TO BE DONE:
Leave the pictures out. Return all other data exactly.
:: DATA ROWS
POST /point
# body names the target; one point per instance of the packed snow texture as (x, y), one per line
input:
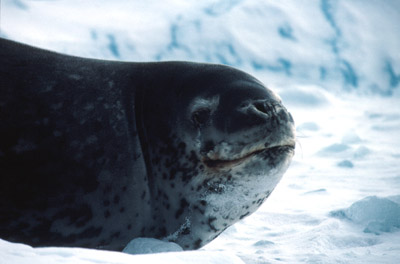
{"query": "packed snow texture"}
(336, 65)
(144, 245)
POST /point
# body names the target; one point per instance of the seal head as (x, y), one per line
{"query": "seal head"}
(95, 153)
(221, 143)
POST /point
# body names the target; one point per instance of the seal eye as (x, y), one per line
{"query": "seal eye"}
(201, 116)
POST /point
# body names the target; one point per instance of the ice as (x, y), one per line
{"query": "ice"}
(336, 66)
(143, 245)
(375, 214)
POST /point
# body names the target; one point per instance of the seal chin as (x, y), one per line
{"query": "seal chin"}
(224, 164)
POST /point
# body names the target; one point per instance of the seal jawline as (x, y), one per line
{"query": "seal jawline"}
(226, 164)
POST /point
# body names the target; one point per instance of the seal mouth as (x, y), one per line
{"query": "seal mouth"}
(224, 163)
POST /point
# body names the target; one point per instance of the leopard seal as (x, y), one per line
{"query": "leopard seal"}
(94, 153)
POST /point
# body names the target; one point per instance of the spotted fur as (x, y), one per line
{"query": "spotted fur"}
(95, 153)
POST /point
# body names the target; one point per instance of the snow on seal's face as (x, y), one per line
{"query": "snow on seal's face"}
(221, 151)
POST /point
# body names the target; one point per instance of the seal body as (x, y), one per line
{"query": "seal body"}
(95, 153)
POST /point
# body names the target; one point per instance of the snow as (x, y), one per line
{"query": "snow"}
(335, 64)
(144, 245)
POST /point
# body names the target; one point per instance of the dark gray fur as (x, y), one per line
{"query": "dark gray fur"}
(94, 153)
::::
REPLY TO THE TASK:
POST /point
# body names the target; one point per instance of the packed snow texture as (x, y), one per line
input:
{"query": "packed snow texture"}
(336, 65)
(144, 245)
POST /point
# body names the target; one point per instance of the seal head as (x, y), one per line
{"query": "seal head"}
(95, 153)
(221, 143)
POST /point
# body names the target; one point per instance of the seal eye as (x, y), one per line
{"query": "seal eye"}
(201, 116)
POST /point
# body names the target; one point per instance of the ice as (x, y), one per line
{"query": "ice"}
(336, 66)
(143, 245)
(375, 214)
POST /point
# body names the target; one point per instance of the seal chin as (x, y), one per line
{"query": "seal chin"}
(224, 164)
POST /point
# body names the target; one point per instance of the seal jawline as (x, y), one per line
{"query": "seal jawline"}
(226, 164)
POST /point
# body names the target; one point per instance of the seal mouth as (x, y), one per line
{"query": "seal mouth"}
(224, 163)
POST /point
# body names the target; one point per instance of the leopard seal as (x, y), one per line
{"query": "leopard seal"}
(94, 153)
POST /point
# body names the target; one point per instance of the spotted fur as (x, y), one per line
{"query": "spotted fur"}
(95, 153)
POST /point
# body names the target; one point per instance of the snow on seal's face as (x, y), one per line
{"query": "snow on seal's face"}
(221, 151)
POST /point
# body names the target; one point per instance of the seal body as (x, y), one per line
{"query": "seal body"}
(95, 153)
POST /point
# body names the target; one point per instance of the snow as (x, y), one per line
{"query": "snow"}
(335, 64)
(144, 245)
POST /point
# body names the target; one point per instance of the dark gray fur as (x, y), one per line
{"query": "dark gray fur"}
(94, 153)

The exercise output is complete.